■ **Goal of the exercise**
Count the lines in the rows below that contain the string "wire", treating uppercase and lowercase as different. Reply with the number alone.

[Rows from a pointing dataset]
··········

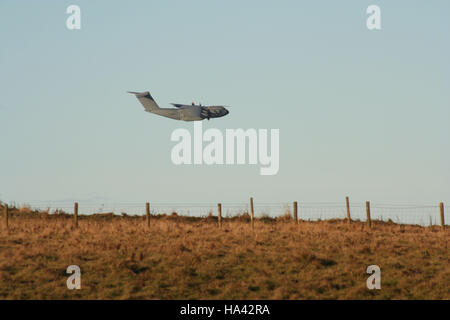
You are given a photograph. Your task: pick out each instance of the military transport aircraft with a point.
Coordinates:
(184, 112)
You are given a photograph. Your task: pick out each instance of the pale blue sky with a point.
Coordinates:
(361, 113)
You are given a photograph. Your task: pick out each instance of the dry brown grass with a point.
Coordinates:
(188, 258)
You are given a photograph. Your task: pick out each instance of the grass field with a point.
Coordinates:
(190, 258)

··········

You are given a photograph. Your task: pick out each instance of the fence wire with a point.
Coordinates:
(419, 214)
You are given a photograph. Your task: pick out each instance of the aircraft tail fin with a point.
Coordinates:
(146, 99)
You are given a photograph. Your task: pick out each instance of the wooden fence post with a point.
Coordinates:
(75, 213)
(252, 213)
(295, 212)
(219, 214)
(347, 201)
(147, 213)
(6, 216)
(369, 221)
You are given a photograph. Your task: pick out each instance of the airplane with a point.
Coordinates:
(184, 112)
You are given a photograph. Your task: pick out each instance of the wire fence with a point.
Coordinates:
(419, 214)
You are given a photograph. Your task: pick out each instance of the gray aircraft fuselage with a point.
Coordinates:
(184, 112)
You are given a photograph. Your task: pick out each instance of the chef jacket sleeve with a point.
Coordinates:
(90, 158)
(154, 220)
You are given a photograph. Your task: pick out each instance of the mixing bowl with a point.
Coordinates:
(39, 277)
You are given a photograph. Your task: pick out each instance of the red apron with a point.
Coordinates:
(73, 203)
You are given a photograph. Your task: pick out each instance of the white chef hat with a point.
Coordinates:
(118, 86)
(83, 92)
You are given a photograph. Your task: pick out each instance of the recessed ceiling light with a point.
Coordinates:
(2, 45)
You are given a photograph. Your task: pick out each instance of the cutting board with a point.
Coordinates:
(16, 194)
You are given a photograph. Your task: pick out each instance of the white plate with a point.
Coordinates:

··········

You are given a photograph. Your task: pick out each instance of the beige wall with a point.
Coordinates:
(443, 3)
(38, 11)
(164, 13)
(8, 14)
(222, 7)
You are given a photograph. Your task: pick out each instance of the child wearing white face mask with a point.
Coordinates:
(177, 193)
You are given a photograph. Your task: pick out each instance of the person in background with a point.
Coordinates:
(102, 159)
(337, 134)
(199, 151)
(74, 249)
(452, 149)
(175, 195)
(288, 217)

··········

■ **Result of the task**
2